* _Items from a data source_
┄┄┄┄┄┄┄┄┄┄
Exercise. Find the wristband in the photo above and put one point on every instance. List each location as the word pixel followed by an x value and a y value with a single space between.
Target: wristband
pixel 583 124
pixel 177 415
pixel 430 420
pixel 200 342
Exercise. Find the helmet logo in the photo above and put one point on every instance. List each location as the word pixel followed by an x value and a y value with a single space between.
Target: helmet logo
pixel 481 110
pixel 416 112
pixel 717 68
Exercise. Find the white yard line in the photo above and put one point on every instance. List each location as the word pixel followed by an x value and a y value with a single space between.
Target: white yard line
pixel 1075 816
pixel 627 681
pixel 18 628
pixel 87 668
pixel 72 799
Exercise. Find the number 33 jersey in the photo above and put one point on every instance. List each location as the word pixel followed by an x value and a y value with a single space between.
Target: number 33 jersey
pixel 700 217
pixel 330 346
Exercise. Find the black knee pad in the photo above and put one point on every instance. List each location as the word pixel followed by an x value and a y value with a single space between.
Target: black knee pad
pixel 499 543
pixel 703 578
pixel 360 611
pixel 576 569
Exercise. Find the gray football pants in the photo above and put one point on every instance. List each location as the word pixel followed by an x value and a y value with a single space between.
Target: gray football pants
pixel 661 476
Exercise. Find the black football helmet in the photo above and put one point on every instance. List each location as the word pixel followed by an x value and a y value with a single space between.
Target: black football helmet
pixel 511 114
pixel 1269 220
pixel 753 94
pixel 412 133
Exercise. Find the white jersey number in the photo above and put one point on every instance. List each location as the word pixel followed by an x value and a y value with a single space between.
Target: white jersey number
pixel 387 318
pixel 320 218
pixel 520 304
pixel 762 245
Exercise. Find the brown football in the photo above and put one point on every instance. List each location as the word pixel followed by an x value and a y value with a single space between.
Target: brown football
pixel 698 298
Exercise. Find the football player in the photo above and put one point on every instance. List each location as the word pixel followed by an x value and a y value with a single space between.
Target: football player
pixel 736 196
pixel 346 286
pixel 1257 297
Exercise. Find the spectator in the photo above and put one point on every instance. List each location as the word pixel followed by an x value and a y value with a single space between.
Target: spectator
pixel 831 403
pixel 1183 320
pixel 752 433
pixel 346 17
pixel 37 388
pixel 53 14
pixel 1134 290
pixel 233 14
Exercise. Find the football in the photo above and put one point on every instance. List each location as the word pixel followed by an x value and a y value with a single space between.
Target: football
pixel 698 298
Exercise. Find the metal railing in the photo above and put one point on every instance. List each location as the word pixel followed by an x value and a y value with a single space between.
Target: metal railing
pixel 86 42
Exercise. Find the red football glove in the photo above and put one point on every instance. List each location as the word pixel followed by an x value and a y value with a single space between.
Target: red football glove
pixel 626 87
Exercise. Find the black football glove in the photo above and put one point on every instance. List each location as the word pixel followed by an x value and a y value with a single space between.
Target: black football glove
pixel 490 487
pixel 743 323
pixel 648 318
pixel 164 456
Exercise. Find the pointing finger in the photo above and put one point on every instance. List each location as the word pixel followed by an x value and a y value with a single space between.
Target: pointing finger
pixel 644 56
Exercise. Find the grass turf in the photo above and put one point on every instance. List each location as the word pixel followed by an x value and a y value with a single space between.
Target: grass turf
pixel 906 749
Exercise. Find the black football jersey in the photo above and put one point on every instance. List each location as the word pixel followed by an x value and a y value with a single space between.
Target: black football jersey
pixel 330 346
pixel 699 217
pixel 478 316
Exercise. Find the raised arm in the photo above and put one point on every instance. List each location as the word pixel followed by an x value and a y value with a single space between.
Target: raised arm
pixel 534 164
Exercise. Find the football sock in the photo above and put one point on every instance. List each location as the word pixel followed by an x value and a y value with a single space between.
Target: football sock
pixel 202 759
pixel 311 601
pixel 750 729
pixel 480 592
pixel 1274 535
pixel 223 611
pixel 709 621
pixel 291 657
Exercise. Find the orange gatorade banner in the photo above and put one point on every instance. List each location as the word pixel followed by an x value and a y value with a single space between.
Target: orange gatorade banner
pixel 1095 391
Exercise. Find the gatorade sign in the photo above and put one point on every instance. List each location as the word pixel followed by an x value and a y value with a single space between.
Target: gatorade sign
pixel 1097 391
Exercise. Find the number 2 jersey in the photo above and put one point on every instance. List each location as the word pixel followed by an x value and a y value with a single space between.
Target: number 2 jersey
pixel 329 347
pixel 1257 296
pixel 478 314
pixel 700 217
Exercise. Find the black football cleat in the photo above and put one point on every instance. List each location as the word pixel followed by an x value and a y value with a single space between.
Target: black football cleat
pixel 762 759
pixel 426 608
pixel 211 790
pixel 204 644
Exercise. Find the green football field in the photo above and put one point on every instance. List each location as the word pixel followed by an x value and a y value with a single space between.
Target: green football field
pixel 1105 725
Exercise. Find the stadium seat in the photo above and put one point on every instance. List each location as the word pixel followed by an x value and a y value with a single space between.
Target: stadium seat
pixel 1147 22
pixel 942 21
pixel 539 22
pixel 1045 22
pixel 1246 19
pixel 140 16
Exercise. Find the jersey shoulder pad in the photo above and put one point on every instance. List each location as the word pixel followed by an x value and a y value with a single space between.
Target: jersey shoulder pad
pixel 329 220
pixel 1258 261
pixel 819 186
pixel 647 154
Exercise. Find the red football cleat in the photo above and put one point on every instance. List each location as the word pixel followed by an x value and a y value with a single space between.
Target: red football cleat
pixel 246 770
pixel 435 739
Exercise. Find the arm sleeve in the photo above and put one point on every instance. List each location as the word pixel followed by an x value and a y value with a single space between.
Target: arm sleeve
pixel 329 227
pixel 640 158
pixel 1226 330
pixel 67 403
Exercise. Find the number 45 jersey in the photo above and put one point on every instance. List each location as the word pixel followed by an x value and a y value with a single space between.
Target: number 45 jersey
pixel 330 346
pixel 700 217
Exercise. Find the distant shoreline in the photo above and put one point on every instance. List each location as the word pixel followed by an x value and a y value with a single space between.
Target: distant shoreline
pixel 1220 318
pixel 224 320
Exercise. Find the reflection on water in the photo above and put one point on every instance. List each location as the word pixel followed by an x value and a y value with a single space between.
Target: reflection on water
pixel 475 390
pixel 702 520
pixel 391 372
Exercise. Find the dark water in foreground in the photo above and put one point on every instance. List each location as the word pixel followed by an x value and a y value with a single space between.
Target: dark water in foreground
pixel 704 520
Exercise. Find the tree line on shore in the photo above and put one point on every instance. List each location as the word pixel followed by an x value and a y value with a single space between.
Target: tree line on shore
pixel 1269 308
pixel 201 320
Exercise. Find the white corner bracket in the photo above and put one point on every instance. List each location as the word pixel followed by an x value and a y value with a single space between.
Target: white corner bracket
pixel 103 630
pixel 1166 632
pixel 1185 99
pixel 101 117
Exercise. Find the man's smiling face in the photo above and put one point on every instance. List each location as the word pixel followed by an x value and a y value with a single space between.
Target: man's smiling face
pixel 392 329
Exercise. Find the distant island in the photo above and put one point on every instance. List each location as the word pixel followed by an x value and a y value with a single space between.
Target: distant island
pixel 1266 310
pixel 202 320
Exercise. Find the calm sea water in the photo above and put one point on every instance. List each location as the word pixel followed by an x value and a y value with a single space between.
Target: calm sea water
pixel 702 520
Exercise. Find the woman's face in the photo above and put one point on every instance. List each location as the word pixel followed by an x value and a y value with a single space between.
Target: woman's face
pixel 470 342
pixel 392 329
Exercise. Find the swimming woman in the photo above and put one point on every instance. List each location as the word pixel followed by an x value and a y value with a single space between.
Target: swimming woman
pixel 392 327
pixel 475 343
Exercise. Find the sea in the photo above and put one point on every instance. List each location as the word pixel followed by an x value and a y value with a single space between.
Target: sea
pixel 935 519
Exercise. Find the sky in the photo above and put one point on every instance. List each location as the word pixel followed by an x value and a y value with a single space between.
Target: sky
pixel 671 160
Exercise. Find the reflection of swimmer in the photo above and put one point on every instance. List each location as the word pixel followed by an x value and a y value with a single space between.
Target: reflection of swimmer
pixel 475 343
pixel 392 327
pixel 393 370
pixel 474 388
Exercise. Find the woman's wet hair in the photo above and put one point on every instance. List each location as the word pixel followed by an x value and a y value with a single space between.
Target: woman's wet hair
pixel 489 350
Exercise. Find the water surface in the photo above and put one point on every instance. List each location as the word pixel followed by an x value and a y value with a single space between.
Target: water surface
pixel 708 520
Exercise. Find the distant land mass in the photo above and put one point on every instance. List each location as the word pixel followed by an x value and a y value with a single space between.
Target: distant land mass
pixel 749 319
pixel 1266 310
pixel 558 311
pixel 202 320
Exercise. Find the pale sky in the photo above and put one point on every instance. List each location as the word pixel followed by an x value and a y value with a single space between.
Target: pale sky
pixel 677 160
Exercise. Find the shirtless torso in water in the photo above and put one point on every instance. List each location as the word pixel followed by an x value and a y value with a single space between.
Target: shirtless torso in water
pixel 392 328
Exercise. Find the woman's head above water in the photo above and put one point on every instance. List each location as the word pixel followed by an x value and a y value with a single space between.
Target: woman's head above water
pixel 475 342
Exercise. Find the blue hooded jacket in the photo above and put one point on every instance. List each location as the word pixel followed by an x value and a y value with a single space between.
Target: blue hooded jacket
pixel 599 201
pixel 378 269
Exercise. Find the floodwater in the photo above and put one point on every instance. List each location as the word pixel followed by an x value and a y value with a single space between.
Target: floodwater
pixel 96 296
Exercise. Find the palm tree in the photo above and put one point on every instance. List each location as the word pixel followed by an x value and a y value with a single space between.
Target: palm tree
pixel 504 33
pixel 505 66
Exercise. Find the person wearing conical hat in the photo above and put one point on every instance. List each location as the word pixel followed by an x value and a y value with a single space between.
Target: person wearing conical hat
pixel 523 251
┄┄┄┄┄┄┄┄┄┄
* _Requirement_
Reproduce the stretch from "Exercise. Find the football player" through "pixel 233 14", replacing "spectator" with "onlooker" and keeping everything else unchanged.

* _Output for this exercise_
Exercise. Find the football player in the photo above and put one point on every instance. List each location as the word pixel followed by an x value and a y value with a single space between.
Target: football player
pixel 736 196
pixel 346 286
pixel 1257 297
Exercise. Find the onlooker in the photo above and put one point on every instance. List each location as the word pixel followed by an x value and a y value with a single space between.
Target: onlooker
pixel 831 403
pixel 1183 320
pixel 752 433
pixel 346 17
pixel 37 388
pixel 53 14
pixel 1134 290
pixel 233 14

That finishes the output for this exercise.